- STATED EXERCISE: Count the lines in the records below that contain the string "crowd", with case counting, and reply with only that number.

- DATA FOR THIS TASK:
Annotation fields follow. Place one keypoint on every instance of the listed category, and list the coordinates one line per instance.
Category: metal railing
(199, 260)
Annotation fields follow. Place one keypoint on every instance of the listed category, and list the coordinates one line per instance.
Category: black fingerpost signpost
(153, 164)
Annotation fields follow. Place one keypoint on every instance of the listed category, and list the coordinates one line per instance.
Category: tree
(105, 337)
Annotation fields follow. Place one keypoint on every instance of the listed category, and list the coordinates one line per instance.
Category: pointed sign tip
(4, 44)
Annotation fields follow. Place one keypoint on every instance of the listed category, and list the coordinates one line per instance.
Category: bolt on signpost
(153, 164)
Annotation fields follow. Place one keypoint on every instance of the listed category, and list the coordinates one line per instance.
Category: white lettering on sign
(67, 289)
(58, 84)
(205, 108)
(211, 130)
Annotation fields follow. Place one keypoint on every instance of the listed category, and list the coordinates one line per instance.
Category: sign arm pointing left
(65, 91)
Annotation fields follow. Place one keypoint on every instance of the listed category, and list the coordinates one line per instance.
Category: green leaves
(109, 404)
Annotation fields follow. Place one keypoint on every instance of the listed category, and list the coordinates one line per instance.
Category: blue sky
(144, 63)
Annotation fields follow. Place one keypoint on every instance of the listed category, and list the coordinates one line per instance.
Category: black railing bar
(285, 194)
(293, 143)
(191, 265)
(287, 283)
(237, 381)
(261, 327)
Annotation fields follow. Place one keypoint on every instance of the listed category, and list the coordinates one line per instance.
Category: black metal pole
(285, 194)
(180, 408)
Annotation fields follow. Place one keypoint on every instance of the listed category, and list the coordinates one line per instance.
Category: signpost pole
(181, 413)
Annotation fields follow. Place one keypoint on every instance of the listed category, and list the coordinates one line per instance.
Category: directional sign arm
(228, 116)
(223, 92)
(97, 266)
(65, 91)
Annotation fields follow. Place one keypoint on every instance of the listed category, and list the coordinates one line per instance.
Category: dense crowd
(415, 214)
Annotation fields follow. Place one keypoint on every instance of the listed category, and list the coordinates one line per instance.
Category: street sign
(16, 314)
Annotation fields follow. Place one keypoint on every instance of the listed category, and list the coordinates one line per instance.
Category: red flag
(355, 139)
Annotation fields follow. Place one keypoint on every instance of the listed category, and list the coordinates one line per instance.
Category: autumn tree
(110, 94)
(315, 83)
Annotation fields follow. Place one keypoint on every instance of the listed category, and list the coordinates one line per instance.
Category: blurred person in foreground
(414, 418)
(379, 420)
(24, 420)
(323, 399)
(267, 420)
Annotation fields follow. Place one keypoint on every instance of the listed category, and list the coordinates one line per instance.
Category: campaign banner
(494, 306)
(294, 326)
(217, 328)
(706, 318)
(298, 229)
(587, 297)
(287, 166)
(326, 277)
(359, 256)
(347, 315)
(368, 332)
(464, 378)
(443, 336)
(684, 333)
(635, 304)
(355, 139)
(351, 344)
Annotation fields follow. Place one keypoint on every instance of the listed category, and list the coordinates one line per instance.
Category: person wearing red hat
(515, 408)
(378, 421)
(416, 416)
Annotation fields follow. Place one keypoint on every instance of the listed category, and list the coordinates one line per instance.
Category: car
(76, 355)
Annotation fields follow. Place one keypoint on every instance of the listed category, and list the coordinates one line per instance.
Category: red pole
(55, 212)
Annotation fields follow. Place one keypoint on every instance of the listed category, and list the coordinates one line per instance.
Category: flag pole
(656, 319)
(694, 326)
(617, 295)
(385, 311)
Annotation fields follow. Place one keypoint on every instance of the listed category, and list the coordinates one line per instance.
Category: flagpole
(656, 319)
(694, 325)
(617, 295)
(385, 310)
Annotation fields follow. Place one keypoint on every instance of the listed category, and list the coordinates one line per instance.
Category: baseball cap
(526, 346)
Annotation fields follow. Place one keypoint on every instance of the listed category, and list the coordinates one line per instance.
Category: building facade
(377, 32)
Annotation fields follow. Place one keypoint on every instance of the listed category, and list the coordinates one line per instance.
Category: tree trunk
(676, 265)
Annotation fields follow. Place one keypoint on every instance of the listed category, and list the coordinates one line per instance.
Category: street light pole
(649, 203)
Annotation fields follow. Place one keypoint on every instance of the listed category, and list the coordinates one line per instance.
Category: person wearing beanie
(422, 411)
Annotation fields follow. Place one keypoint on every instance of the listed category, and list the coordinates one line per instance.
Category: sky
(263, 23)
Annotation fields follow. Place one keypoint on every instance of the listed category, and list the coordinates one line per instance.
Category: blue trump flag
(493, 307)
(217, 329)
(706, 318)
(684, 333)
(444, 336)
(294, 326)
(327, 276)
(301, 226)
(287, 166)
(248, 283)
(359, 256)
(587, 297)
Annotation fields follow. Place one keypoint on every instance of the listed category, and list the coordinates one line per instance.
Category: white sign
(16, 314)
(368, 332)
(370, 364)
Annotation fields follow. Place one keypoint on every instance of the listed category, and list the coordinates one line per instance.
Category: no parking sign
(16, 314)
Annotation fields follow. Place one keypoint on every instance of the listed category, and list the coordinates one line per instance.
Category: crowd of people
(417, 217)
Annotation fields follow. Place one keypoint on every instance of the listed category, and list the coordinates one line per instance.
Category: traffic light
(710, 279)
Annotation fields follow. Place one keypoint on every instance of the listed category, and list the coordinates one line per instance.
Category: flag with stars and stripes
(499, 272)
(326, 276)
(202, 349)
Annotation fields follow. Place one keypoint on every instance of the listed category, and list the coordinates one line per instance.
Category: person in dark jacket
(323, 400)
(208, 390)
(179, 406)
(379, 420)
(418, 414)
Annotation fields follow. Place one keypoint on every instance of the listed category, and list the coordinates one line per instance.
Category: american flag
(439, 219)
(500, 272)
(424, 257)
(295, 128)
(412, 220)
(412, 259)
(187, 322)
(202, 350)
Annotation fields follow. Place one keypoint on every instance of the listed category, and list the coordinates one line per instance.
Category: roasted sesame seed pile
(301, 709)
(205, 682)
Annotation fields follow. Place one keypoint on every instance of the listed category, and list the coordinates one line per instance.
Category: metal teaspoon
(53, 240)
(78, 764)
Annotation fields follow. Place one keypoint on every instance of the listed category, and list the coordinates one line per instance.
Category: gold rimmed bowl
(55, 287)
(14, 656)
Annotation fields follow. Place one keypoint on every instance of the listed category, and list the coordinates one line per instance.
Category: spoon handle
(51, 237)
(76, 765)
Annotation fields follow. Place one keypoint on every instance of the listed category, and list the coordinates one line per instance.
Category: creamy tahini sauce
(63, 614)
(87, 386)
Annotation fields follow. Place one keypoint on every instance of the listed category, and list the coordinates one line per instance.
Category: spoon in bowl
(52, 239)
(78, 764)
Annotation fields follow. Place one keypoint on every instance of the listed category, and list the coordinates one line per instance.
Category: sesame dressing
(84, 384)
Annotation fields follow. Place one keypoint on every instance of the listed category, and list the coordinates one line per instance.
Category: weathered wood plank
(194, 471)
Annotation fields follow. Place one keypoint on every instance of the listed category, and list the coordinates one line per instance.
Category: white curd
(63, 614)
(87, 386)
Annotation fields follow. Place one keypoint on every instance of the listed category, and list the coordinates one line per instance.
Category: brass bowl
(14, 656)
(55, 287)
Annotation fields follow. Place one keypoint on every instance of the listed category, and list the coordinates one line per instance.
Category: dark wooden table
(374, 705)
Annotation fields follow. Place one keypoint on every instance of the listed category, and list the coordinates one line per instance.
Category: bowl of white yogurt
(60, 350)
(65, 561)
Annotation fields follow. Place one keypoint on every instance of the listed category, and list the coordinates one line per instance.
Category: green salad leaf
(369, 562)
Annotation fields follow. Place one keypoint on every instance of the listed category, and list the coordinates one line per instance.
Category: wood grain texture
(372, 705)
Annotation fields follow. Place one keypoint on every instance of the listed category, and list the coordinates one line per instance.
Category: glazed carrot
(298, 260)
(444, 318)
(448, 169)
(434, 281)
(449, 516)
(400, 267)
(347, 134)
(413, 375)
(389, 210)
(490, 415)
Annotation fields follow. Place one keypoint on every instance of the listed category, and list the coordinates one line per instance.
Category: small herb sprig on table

- REPLY: 2